Prompt: Write the data out again exactly, with no pictures.

Data listing:
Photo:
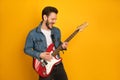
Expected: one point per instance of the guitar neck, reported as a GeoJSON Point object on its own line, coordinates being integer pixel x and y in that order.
{"type": "Point", "coordinates": [67, 40]}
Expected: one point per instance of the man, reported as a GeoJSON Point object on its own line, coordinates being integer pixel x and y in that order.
{"type": "Point", "coordinates": [41, 37]}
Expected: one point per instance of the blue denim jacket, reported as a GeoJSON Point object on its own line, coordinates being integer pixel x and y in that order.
{"type": "Point", "coordinates": [36, 41]}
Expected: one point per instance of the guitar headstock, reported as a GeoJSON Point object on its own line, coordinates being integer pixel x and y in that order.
{"type": "Point", "coordinates": [82, 26]}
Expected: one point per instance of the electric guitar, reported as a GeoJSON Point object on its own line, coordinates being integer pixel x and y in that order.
{"type": "Point", "coordinates": [43, 67]}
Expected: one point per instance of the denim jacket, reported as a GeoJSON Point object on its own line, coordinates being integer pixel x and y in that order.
{"type": "Point", "coordinates": [36, 41]}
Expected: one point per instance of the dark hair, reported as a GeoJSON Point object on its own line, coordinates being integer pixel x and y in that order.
{"type": "Point", "coordinates": [47, 10]}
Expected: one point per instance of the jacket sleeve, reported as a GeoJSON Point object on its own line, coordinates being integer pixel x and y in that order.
{"type": "Point", "coordinates": [28, 49]}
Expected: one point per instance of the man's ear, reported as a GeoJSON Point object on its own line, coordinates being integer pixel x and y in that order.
{"type": "Point", "coordinates": [45, 17]}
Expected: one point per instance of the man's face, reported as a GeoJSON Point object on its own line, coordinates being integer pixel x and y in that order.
{"type": "Point", "coordinates": [51, 19]}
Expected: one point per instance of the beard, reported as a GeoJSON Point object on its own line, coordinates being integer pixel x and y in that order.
{"type": "Point", "coordinates": [49, 25]}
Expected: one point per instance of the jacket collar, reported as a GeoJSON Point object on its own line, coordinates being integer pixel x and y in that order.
{"type": "Point", "coordinates": [38, 29]}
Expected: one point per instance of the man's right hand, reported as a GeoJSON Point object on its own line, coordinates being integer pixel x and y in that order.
{"type": "Point", "coordinates": [46, 56]}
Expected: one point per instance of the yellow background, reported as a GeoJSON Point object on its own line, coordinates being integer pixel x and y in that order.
{"type": "Point", "coordinates": [94, 54]}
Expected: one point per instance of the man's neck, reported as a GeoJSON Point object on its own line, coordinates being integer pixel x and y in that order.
{"type": "Point", "coordinates": [44, 26]}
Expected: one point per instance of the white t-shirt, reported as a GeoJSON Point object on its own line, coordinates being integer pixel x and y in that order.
{"type": "Point", "coordinates": [47, 34]}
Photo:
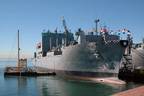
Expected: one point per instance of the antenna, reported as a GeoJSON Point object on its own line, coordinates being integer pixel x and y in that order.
{"type": "Point", "coordinates": [18, 45]}
{"type": "Point", "coordinates": [96, 21]}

Answer to the task:
Photo:
Expected: one point per instance of the guitar neck, reported as a GeoJSON Point object on its own line, coordinates being integer pixel x and y in that order.
{"type": "Point", "coordinates": [67, 40]}
Expected: one point per instance of the man, reported as a GeoJSON Point object on its own line, coordinates being integer pixel x and y in that order.
{"type": "Point", "coordinates": [41, 37]}
Expected: one point per instance of the blue denim jacket, reported as a GeoJSON Point object on its own line, coordinates being integer pixel x and y in that order.
{"type": "Point", "coordinates": [36, 41]}
Expected: one point per instance of the guitar headstock, reported as a GeoJSON Point object on its own line, coordinates being integer pixel x and y in that order.
{"type": "Point", "coordinates": [82, 26]}
Expected: one point per instance of the electric guitar, reported as a GeoJSON Point object on its own line, coordinates being integer pixel x and y in that order.
{"type": "Point", "coordinates": [43, 67]}
Expected: one point per instance of the denim jacket, reported as a GeoJSON Point object on its own line, coordinates being integer pixel x and y in that order.
{"type": "Point", "coordinates": [36, 41]}
Expected: one point per instance of the dark hair, reported as a GeoJSON Point object on its own line, coordinates being integer pixel x and y in that order.
{"type": "Point", "coordinates": [47, 10]}
Expected: one point per instance of the jacket sleeve, reported as a GeoJSON Point object on its own line, coordinates being integer pixel x and y in that order.
{"type": "Point", "coordinates": [28, 49]}
Expected: one point per instance of the man's ear, reported as a GeoJSON Point object on its own line, coordinates being integer pixel x and y in that order.
{"type": "Point", "coordinates": [45, 17]}
Expected: one point per instance of the man's face, reported as a GeoJSON Point object on its own line, coordinates being integer pixel x and y in that order.
{"type": "Point", "coordinates": [51, 19]}
Expected: one point per instance of the beard, reported as a GeoJSON Point object on its own line, coordinates being integer pixel x and y in that order.
{"type": "Point", "coordinates": [49, 25]}
Expected: one point per instance of the jacket collar, reported as a GeoJSON Point object on its own line, coordinates being integer pixel x and y in that order.
{"type": "Point", "coordinates": [38, 29]}
Expected: one point per instance of the man's right hand, reported as a GeoJSON Point object on its own line, coordinates being integer pixel x and y in that order.
{"type": "Point", "coordinates": [46, 56]}
Expected: one point per instance of the yellow background, reported as a GeoJSON Point object on its own line, coordinates being integer pixel x and y in that order.
{"type": "Point", "coordinates": [94, 54]}
Expected: one point per instance of the man's neck, reported as a GeoJSON Point object on its own line, coordinates being integer pixel x and y in that order.
{"type": "Point", "coordinates": [44, 26]}
Expected: one point per instance of the white t-shirt, reported as a GeoJSON Point object on its own line, coordinates being integer pixel x and y in that order.
{"type": "Point", "coordinates": [47, 34]}
Photo:
Expected: one point per instance of the antenna, reported as a GeoJSON Point object on its own line, coordinates being integer pixel x and y in that order.
{"type": "Point", "coordinates": [18, 45]}
{"type": "Point", "coordinates": [96, 21]}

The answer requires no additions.